((

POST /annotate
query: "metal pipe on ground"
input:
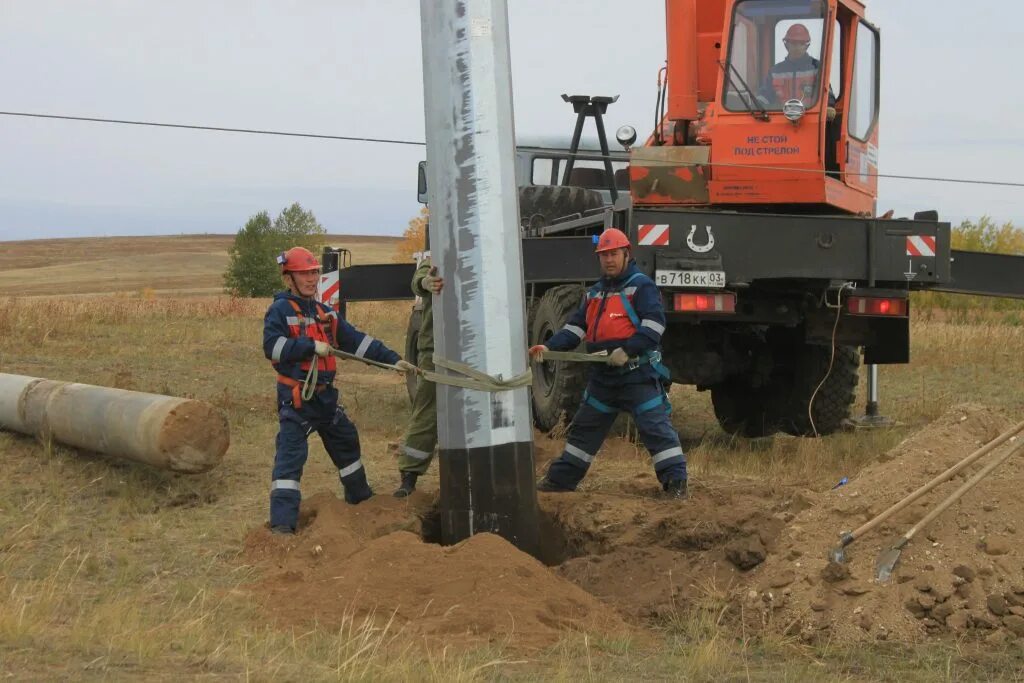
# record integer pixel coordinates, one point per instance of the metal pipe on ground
(838, 554)
(176, 434)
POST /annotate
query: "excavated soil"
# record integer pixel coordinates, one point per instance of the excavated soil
(370, 561)
(962, 574)
(622, 557)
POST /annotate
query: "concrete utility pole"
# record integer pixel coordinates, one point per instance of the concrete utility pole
(177, 434)
(486, 449)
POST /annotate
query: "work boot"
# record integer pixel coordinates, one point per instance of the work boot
(676, 488)
(549, 486)
(408, 484)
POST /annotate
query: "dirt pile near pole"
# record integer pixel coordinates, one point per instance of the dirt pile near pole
(369, 561)
(749, 552)
(963, 574)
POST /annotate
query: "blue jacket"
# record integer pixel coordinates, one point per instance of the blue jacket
(647, 304)
(288, 350)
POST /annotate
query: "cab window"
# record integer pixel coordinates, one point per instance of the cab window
(774, 54)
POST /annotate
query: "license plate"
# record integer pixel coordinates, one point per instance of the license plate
(709, 279)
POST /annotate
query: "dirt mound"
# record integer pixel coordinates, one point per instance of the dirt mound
(962, 573)
(369, 561)
(650, 556)
(621, 550)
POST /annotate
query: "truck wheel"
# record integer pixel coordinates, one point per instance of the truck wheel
(742, 410)
(832, 403)
(541, 205)
(557, 386)
(412, 353)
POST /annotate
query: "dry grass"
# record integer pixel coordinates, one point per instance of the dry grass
(109, 569)
(186, 264)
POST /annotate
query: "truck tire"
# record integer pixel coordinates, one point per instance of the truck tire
(742, 410)
(541, 205)
(833, 401)
(557, 386)
(412, 352)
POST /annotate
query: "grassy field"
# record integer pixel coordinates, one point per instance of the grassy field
(180, 265)
(113, 570)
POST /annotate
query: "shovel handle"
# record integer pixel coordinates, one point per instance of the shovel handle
(955, 496)
(949, 473)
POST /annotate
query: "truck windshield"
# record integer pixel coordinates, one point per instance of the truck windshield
(775, 48)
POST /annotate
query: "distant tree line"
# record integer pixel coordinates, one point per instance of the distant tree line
(253, 270)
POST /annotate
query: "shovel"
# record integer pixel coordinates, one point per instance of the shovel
(886, 563)
(838, 554)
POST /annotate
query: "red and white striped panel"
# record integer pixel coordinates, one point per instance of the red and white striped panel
(921, 245)
(329, 289)
(652, 236)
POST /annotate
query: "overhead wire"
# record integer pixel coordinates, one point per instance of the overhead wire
(588, 155)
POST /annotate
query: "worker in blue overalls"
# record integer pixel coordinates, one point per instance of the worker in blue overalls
(624, 316)
(300, 333)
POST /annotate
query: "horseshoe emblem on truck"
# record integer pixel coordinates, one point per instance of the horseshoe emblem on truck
(700, 249)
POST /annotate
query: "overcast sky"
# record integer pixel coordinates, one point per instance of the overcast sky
(951, 104)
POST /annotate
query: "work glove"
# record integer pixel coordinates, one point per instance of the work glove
(432, 283)
(619, 357)
(537, 352)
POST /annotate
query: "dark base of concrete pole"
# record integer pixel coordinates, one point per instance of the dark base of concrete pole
(871, 419)
(489, 489)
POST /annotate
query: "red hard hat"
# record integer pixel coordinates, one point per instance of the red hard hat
(297, 259)
(611, 239)
(798, 32)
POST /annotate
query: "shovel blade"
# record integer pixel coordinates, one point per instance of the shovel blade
(886, 563)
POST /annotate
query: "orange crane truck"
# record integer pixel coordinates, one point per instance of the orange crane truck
(753, 205)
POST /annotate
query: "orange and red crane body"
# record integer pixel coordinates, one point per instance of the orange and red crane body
(726, 137)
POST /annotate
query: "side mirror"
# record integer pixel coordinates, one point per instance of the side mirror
(421, 183)
(626, 135)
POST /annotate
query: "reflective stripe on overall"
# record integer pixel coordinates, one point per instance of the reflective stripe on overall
(297, 327)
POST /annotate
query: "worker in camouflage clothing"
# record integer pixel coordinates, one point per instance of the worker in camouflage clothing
(421, 435)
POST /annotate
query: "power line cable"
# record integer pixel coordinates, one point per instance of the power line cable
(584, 154)
(220, 129)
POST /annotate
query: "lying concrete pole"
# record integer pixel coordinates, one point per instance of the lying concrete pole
(485, 439)
(177, 434)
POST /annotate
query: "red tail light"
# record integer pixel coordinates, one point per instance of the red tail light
(705, 303)
(891, 306)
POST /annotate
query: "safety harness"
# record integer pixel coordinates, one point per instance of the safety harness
(652, 357)
(304, 390)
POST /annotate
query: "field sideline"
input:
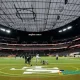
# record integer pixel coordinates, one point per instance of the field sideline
(70, 67)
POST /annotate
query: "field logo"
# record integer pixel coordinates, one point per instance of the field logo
(38, 70)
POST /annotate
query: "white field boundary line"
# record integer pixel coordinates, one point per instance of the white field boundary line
(20, 75)
(41, 64)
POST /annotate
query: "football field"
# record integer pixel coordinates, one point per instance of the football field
(65, 68)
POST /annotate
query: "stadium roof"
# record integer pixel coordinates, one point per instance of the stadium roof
(38, 15)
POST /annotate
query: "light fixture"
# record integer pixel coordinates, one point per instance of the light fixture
(60, 30)
(64, 29)
(8, 31)
(66, 1)
(69, 27)
(2, 29)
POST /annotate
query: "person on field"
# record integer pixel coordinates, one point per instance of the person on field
(56, 56)
(37, 58)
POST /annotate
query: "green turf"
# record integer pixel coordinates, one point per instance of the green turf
(71, 67)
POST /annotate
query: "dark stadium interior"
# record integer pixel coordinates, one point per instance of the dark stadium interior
(31, 33)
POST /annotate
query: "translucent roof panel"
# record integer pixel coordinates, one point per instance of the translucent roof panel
(38, 15)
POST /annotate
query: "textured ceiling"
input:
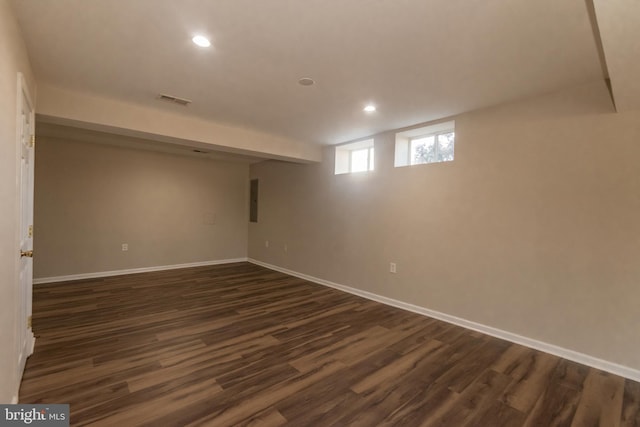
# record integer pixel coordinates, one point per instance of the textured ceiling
(417, 60)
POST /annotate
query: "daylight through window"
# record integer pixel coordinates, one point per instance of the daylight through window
(429, 144)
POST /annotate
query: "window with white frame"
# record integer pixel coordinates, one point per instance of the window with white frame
(355, 157)
(428, 144)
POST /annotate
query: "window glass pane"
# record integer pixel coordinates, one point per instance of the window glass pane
(359, 160)
(371, 151)
(423, 150)
(445, 147)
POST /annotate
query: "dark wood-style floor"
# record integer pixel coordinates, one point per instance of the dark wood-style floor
(239, 344)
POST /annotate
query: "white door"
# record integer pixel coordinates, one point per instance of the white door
(26, 149)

))

Restate the listing above word for word and skip each picture.

• **SOLUTION TO THE PROBLEM**
POST /annotate
query: "metal pipe on ground"
input:
# record integer pixel coordinates, one point per instance of the metal pipe on ground
(838, 554)
(176, 434)
POST /annotate
query: "excavated soil"
# record integer pixel coordinates, one point per instance of the excavated soil
(370, 561)
(962, 574)
(622, 557)
POST /annotate
query: "concrete utility pole"
# record integer pixel coordinates, one point per instance of the concrete utility pole
(177, 434)
(486, 449)
POST /annotate
query: "work boot"
# record integer pixel coordinates, one point per instance of the work boot
(676, 488)
(549, 486)
(408, 484)
POST /annotate
query: "dirt pile near pole"
# record integer pixel coordinates, one point per instance of the dirt pile near pole
(369, 561)
(749, 552)
(963, 574)
POST /annotate
query: "blue jacket"
# record integer pixel coordinates, one point per instance of the blue jacket
(647, 304)
(288, 350)
POST /annotate
query: "cab window"
# record integer pixel coordinates, one point per instance of the cab window
(774, 54)
POST /annotate
query: "license plate"
# record integer pixel coordinates, one point per instance of the license plate
(709, 279)
POST /annotate
query: "dirt mound"
# record integer pixel coordinates, one point per instance of the dirt mound
(962, 573)
(369, 561)
(650, 556)
(621, 550)
POST /annotate
query: "truck wheel"
# record integer pixel coordinates, one point per instance of the truck wheel
(742, 410)
(832, 403)
(541, 205)
(557, 386)
(412, 353)
POST /annotate
query: "dry grass"
# record integer pixel coordinates, one point per instance of the dry grass
(109, 569)
(186, 264)
POST /annotate
query: "truck tire"
# record integer pixel coordinates, one point per instance of the truck tire
(742, 410)
(541, 205)
(833, 401)
(557, 386)
(412, 352)
POST /annotate
query: "grassy field"
# record integer pixel coordinates, one point per instance of the grassy field
(180, 265)
(113, 570)
POST /annotate
query: "shovel handle"
# record integer pixel coordinates, one point per instance of the shovel handle
(955, 496)
(949, 473)
POST /annotate
query: "truck windshield"
# record integer pixel coordinates, one point per instance of the truck windshield
(775, 48)
POST /annotate
query: "distant tree line"
# record integer pixel coordinates, one point per instance of the distant tree line
(253, 270)
POST /annotate
query: "shovel"
# record integer pixel coordinates, one point per instance of the shovel
(886, 563)
(838, 554)
POST /annotate
query: "red and white striped panel"
# record integer pixel coordinates, one point per instance of the red and white striped panel
(921, 245)
(329, 289)
(652, 236)
POST /annotate
query: "overhead wire"
# record integer pixel coordinates, one point per instance of the overhead wire
(588, 155)
POST /annotate
query: "worker in blue overalls"
# record integer pixel coordinates, one point per instance of the worker in blue overalls
(624, 316)
(300, 333)
POST /annotate
query: "horseshoe emblem on truck"
# record integer pixel coordinates, one point per instance of the horseshoe emblem on truck
(700, 249)
POST /annotate
query: "overcast sky"
# record integer pixel coordinates, one point per instance of the overcast sky
(951, 104)
POST /annotate
query: "work glove"
# record integer pixel coordinates, one point per instance of the work glove
(432, 283)
(619, 357)
(537, 352)
POST /annotate
query: "dark base of concrete pole"
# record integer pixel coordinates, one point per instance of the dark base of concrete pole
(871, 419)
(489, 489)
POST /annotate
query: "red hard hat"
# record integer pixel coordinates, one point per instance of the red hard hat
(297, 259)
(611, 239)
(798, 32)
POST /annotate
query: "shovel blade"
# record integer pixel coordinates, one point per instance of the shovel blade
(886, 563)
POST /annotate
query: "orange crane truck"
# record integer pixel coordinates, one point per instance of the orange crane truck
(753, 205)
POST /annotate
query: "orange and red crane body"
# record integer pixel coordinates, one point per instance of the orange and red crane body
(726, 137)
POST /annotate
query: "side mirror"
# record integer pixel coordinates, one point per instance of the side mirror
(421, 183)
(626, 135)
POST /annotate
query: "reflective stripe on overall"
# record integer pixel coordinates, one point per instance of the reflective stripe on overall
(297, 327)
POST /annotate
query: "worker in camouflage clothing"
# record integer pixel coordinates, one point per instance of the worker in camouflage clothing
(421, 435)
POST /annotate
query: "power line cable"
# record integer pixel coordinates, one point per instance of the power line cable
(584, 154)
(220, 129)
POST /annotate
query: "lying concrete pole"
# record integer pixel coordinates, one point per instance of the lying concrete pole
(485, 439)
(177, 434)
POST /annotate
query: "red tail light"
# record integer pixel coordinates, one point per instance of the red tail light
(705, 303)
(891, 306)
POST /annotate
query: "safety harness"
# record integer pixel coordinates, one point per instance of the safety harness
(652, 357)
(304, 390)
POST /annotate
query: "field sideline"
input:
# record integer pixel coordinates, one point per instance of the field sideline
(70, 67)
POST /annotate
query: "field logo"
# record integer pixel coordinates, one point per instance of the field logo
(38, 70)
POST /annotate
query: "white field boundary line"
# record integer pixel coordinates, one point per instance of the white field boundary line
(20, 75)
(41, 64)
POST /annotate
query: "football field"
# record integer pixel coordinates, one point per instance of the football field
(65, 68)
POST /annotate
query: "stadium roof"
# record integer pixel coordinates, one point per instance of the stadium roof
(38, 15)
POST /annotate
query: "light fixture"
# record integer pixel coordinates, one point per instance of the light fixture
(60, 30)
(64, 29)
(8, 31)
(66, 1)
(69, 27)
(2, 29)
POST /annotate
query: "person on field"
# record integer pixel coordinates, one point per instance of the person on field
(56, 56)
(37, 58)
POST /annotate
query: "green turf"
# record integer pixel coordinates, one point per instance of the green turf
(71, 67)
POST /annotate
query: "dark stadium interior"
# record integer pixel coordinates, one point per instance of the dark stadium interior
(31, 33)
POST /annotate
query: "translucent roof panel"
# record integer pixel coordinates, one point per instance of the translucent roof panel
(38, 15)
POST /annotate
query: "textured ceiling"
input:
# record integer pixel coordinates, one point per instance of the textured ceiling
(417, 60)
POST /annotate
query: "daylight through window"
# record integer pixel coordinates, one point per instance of the daylight through window
(429, 144)
POST /annotate
query: "window with white frame"
# record integer pixel coordinates, one point per instance of the window with white frame
(355, 157)
(428, 144)
POST /annotate
query: "window glass pane"
# record integer pixel coordinates, one point per instance of the window glass pane
(359, 160)
(371, 151)
(423, 150)
(445, 147)
POST /annotate
query: "dark wood-style floor"
# record integer pixel coordinates, one point per instance of the dark wood-style floor
(239, 344)
POST /annotate
query: "white door"
# record integer pixel coordinates, one point per instance of the white door
(26, 149)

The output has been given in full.